Working data:
────────────────────────────────────────

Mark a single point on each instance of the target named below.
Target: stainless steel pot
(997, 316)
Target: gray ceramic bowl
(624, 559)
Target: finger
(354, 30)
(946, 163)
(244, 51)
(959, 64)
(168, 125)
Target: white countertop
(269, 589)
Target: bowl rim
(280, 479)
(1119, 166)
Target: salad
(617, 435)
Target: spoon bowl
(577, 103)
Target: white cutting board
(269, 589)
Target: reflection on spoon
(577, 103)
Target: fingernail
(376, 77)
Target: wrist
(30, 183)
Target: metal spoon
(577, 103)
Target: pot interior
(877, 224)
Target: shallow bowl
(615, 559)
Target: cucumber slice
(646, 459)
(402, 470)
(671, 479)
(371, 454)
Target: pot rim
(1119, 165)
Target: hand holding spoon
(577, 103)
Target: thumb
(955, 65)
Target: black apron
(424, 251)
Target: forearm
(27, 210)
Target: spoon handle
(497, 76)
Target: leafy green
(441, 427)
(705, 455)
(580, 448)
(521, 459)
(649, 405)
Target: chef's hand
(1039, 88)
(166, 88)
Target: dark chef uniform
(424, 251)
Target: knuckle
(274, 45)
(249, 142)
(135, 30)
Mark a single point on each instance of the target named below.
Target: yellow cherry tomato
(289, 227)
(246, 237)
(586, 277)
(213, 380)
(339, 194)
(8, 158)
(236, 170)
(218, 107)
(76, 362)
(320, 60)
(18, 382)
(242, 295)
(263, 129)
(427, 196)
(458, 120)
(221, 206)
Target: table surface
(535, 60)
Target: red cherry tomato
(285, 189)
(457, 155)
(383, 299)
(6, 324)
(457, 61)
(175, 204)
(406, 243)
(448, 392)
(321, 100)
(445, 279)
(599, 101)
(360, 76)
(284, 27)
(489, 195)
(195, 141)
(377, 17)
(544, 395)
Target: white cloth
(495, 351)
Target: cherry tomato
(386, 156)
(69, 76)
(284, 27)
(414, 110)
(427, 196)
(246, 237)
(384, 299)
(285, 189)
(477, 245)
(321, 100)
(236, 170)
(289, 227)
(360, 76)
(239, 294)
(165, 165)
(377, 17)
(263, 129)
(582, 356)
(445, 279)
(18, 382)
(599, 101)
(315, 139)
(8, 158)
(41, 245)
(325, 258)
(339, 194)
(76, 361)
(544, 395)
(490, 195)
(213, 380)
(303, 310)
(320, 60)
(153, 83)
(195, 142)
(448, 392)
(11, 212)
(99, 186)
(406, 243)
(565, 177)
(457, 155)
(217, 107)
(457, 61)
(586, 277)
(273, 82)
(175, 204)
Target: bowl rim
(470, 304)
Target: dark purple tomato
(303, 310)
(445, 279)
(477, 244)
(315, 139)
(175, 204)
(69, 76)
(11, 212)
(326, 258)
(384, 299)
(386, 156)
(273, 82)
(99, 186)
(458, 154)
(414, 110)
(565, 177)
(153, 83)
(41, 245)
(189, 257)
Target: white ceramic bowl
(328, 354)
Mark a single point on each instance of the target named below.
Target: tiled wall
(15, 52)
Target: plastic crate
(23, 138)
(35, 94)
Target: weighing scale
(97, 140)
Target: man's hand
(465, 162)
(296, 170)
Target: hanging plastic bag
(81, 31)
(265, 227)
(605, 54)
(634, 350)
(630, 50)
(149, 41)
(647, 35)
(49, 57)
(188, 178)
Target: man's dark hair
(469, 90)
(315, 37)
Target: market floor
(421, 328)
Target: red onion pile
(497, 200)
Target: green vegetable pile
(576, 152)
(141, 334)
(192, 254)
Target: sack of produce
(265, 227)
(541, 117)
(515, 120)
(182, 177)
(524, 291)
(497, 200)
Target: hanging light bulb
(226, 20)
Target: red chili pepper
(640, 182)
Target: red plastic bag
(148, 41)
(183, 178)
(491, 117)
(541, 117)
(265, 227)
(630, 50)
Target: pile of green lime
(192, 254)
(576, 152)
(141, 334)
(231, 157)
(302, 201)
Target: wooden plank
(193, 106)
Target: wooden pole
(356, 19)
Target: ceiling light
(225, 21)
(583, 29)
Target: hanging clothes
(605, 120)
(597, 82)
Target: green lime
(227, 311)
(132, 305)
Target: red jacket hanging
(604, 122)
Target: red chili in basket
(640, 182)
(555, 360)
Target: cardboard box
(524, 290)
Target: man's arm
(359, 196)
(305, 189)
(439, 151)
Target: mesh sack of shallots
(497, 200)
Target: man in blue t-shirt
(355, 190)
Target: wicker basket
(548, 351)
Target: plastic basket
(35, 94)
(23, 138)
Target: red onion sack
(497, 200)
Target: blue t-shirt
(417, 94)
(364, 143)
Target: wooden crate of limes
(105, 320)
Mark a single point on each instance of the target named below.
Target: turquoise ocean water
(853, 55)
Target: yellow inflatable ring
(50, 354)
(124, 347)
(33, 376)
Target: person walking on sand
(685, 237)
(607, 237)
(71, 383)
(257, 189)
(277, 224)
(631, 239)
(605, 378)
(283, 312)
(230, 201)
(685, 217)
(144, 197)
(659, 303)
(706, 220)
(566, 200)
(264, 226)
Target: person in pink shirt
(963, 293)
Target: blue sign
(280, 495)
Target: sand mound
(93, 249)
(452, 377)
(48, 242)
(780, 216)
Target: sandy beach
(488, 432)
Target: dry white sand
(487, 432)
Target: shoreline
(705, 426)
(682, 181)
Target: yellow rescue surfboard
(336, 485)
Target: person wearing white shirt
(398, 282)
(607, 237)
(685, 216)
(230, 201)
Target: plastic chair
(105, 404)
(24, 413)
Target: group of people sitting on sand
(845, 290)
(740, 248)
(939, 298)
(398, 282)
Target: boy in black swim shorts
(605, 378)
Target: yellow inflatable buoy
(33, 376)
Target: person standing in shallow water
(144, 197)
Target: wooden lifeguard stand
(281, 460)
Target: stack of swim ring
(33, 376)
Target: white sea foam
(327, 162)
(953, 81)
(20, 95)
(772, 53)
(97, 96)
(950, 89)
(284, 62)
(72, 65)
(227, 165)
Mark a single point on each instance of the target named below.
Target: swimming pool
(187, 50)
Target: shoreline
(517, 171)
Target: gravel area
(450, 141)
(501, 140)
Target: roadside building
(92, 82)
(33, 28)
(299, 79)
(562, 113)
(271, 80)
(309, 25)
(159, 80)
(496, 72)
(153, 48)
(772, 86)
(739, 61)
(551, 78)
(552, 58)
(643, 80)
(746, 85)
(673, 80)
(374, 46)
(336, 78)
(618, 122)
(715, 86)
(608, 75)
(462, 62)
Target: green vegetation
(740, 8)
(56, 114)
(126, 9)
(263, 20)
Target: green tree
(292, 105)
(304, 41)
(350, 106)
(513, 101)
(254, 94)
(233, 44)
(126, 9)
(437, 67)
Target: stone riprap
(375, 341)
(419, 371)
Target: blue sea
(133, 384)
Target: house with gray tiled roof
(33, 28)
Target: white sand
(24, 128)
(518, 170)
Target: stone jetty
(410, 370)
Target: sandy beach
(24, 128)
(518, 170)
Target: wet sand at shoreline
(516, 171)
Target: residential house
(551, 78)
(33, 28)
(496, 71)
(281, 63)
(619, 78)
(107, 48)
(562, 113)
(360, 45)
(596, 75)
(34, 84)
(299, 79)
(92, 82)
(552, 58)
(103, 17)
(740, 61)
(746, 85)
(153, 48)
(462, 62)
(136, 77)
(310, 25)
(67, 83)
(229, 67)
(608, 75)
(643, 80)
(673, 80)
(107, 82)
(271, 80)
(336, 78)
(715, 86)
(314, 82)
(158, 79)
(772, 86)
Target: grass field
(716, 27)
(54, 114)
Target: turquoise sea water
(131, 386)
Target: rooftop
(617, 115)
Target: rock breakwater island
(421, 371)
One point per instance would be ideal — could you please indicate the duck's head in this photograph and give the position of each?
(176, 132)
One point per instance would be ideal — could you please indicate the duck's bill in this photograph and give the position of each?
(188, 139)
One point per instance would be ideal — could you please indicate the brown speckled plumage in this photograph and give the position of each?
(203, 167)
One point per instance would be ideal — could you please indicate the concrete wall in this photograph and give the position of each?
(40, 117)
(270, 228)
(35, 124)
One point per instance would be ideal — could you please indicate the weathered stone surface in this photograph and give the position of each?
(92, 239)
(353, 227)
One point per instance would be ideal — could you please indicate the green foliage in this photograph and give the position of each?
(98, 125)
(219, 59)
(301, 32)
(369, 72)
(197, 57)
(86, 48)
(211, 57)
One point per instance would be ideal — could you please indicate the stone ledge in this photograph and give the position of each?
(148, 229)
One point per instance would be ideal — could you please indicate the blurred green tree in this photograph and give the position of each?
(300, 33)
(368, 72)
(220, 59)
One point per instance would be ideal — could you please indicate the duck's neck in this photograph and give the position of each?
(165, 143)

────────────────────────────────────────

What to produce: Output nothing but the lines from the one with "indicate the green" through the last line above, each exactly as it stands.

Written solution:
One point per instance would be ideal — could you please indicate the green foliage in this photograph and give the position of each?
(98, 125)
(219, 59)
(301, 32)
(369, 72)
(197, 57)
(86, 48)
(211, 57)
One point per instance would be ideal — could you please indicate the stone ledge in this photograph and give the position of each?
(148, 229)
One point per instance would be ideal — could you please indicate the blurred green tree in this photograph and give the position of each?
(300, 33)
(368, 72)
(220, 59)
One point per instance would be ideal — could you please indicate the duck's neck in this photograph and give the position of each?
(165, 143)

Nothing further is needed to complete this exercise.